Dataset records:
# # #
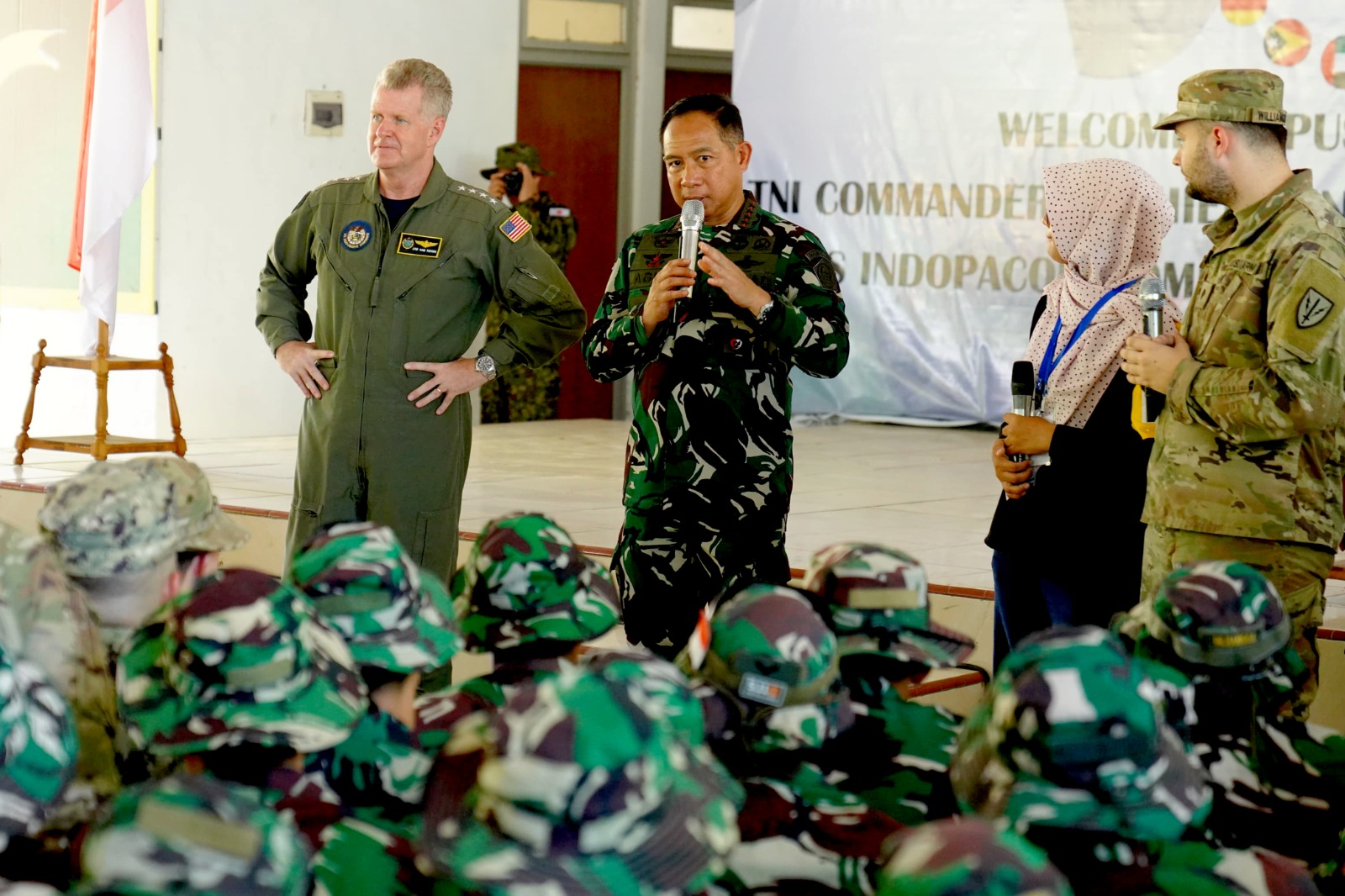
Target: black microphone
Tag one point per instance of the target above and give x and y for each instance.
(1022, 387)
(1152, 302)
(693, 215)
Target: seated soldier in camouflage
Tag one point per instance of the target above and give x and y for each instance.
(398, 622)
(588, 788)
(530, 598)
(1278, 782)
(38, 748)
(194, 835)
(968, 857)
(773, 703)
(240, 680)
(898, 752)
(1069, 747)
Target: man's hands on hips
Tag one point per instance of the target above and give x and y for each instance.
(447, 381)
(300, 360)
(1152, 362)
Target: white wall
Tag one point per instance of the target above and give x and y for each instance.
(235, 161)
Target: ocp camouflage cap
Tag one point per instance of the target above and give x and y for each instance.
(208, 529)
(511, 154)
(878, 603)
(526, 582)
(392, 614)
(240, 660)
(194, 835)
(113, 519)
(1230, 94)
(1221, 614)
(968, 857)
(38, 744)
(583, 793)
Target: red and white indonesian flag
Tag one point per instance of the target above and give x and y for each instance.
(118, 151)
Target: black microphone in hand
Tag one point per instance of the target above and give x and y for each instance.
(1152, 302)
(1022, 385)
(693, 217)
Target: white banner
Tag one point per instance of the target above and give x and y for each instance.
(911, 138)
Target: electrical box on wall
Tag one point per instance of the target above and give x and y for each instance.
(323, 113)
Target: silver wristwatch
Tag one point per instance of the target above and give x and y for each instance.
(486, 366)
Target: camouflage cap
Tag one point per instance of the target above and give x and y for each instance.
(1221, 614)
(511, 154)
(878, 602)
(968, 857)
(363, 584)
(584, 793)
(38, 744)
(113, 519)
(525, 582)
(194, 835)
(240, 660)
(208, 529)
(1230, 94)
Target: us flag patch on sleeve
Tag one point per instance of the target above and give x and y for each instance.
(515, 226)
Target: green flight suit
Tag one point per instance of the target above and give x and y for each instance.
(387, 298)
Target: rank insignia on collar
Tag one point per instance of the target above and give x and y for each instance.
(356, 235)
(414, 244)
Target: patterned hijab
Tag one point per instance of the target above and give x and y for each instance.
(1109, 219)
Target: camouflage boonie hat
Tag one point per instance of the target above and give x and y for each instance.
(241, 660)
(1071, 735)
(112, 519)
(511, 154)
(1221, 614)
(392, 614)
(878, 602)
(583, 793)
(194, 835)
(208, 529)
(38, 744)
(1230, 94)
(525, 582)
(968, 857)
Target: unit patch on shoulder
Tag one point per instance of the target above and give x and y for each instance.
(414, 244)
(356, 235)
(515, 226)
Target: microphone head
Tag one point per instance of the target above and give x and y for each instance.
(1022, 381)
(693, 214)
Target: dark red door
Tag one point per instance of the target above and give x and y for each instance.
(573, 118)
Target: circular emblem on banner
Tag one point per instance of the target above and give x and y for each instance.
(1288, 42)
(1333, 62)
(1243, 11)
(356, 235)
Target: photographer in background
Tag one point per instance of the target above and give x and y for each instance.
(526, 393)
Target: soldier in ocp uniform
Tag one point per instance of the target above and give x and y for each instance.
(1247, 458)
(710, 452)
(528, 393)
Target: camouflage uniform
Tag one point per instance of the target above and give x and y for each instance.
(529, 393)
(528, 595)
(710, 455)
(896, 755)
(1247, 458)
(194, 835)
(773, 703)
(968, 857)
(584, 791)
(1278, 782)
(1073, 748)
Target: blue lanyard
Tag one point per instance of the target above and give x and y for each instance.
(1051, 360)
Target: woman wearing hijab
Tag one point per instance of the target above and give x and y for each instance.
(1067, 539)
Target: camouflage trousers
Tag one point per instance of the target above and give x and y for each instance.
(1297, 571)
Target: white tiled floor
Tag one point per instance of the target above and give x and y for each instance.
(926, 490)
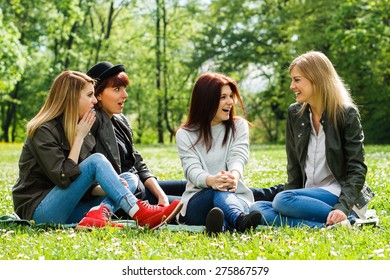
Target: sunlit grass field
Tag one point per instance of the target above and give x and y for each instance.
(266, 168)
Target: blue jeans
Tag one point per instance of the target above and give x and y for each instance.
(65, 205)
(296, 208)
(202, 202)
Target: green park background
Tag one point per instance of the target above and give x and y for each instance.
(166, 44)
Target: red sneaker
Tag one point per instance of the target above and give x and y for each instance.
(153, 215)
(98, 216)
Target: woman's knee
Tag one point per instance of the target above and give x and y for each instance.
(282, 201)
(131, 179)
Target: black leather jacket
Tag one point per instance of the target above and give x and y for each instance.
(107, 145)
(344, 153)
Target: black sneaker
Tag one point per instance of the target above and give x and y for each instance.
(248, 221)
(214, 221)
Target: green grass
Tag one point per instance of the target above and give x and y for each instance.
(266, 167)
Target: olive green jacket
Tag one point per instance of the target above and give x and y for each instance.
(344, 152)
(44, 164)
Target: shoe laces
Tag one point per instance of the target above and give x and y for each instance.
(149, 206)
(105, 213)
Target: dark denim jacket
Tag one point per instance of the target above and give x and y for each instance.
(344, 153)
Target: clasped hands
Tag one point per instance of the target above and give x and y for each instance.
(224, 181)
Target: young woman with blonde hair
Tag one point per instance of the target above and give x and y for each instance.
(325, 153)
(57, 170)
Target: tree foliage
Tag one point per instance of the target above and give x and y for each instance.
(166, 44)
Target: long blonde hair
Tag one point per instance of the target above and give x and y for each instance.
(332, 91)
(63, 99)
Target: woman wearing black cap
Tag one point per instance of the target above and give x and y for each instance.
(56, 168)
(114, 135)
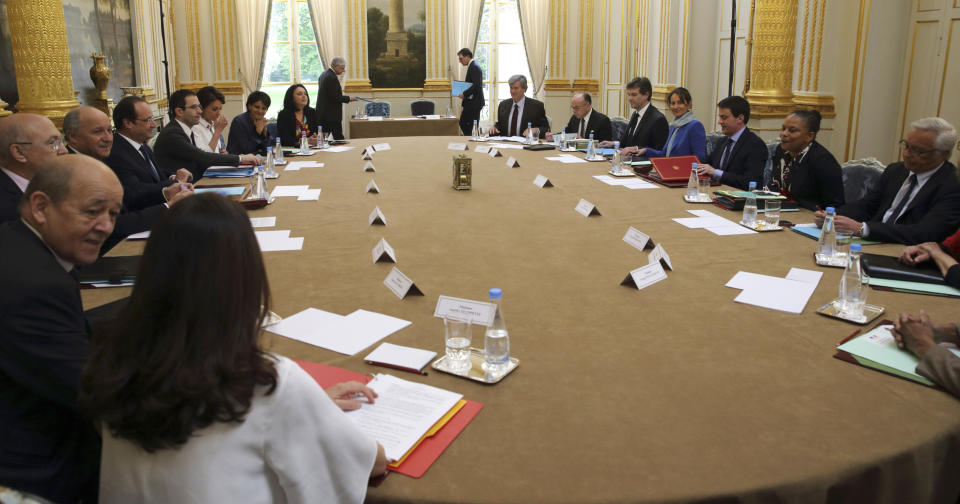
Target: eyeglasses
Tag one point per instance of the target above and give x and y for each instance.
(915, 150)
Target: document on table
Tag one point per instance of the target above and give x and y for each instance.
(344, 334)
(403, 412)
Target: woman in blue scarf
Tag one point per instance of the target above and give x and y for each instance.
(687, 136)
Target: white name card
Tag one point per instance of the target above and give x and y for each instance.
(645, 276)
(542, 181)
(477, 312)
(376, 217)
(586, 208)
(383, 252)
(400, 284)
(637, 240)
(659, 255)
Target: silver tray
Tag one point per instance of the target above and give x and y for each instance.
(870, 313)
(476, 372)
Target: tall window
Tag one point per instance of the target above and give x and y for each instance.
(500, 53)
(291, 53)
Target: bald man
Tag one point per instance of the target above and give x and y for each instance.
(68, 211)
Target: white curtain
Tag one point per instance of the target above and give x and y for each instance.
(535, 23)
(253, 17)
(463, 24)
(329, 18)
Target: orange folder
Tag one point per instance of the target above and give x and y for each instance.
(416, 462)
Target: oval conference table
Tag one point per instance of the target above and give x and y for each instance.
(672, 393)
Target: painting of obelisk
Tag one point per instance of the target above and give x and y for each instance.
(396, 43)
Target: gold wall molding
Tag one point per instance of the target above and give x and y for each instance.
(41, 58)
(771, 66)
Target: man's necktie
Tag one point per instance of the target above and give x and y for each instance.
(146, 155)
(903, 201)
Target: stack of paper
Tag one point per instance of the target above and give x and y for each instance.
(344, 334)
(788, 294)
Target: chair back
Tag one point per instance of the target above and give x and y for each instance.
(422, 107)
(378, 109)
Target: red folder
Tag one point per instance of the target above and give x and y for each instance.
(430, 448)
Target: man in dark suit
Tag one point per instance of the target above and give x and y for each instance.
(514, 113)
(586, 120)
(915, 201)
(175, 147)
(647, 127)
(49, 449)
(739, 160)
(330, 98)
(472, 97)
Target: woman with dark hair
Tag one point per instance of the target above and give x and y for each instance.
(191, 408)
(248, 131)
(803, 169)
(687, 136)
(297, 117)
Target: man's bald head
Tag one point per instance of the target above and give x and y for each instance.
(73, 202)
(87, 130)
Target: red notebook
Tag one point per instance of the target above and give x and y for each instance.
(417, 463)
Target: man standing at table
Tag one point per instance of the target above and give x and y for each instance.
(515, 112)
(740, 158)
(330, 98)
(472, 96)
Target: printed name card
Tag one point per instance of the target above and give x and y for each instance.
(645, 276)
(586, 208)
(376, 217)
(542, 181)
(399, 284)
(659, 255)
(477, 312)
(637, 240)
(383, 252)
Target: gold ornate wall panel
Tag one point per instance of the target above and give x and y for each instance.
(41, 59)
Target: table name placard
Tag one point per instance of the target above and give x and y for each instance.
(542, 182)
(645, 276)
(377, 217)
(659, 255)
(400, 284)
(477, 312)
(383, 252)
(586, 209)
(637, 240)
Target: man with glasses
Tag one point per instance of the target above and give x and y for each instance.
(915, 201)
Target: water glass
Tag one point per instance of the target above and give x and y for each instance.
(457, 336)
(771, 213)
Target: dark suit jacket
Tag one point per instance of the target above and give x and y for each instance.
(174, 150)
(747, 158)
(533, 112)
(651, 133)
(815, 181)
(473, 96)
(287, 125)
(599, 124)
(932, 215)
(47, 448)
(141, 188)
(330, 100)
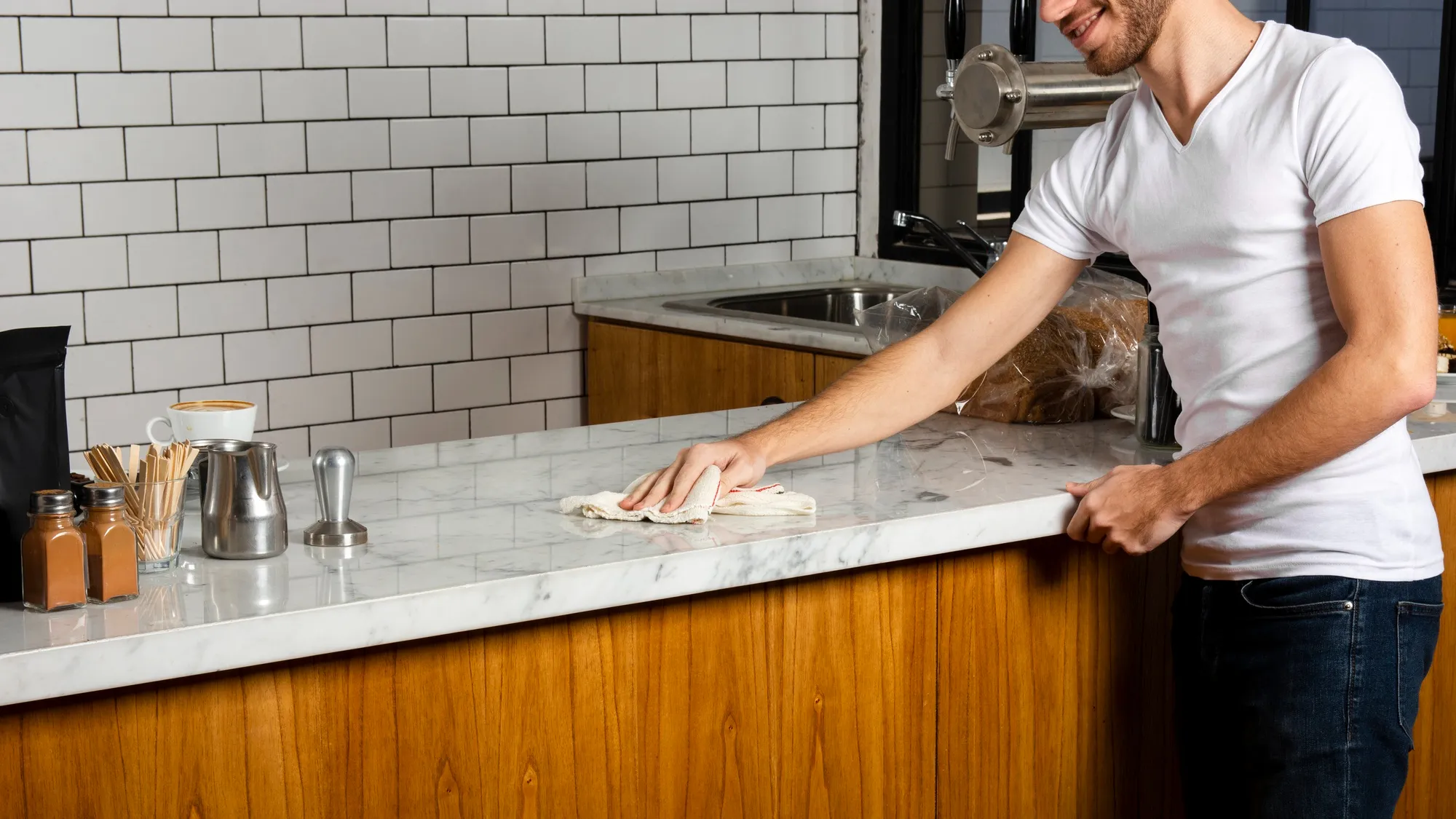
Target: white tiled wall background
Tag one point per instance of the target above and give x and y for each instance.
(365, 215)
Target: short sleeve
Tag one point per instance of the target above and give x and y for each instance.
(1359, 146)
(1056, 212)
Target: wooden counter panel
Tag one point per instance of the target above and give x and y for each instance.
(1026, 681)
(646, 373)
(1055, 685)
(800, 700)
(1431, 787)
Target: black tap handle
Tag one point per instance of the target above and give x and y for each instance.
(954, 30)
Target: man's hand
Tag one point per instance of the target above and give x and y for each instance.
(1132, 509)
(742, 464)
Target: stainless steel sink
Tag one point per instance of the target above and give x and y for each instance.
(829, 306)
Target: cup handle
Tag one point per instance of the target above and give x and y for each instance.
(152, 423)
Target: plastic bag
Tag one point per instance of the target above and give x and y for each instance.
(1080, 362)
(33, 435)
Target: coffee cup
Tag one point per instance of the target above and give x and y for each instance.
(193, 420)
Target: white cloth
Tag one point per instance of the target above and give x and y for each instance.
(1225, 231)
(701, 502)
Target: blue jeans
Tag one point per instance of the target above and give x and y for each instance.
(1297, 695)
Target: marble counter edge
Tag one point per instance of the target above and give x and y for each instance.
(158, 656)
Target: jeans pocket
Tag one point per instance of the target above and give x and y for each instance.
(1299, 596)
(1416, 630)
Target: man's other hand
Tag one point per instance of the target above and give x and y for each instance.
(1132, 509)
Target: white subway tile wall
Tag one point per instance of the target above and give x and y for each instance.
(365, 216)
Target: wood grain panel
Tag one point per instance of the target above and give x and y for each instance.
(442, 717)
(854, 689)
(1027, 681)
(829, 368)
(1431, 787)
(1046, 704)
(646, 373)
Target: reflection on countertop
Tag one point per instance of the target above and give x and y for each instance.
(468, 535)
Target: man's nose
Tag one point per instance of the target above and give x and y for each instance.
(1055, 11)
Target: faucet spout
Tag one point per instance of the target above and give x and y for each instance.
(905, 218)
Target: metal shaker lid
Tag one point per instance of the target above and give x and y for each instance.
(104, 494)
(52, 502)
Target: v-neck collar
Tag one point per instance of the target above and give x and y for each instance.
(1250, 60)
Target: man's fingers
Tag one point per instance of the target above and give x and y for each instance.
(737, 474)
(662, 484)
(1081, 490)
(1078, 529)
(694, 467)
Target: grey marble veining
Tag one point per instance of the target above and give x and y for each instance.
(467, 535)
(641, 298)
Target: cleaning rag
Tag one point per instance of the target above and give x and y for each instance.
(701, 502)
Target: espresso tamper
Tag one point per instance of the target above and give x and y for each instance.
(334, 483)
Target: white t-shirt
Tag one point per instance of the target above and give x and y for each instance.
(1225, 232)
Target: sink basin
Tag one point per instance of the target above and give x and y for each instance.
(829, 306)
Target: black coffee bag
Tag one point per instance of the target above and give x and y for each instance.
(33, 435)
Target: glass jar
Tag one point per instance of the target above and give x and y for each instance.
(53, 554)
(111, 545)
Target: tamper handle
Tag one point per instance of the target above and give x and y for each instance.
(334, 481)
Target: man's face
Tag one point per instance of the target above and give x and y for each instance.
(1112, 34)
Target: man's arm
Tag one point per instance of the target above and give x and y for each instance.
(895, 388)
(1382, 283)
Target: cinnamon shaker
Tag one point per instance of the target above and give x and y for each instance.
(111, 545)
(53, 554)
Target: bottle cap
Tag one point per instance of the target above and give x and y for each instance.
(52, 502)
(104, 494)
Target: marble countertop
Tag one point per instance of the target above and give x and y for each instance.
# # #
• What to work on:
Copy every line above that includes the string "wearing".

• Task answer:
Target: woman wearing hijab
Target: woman wearing black cap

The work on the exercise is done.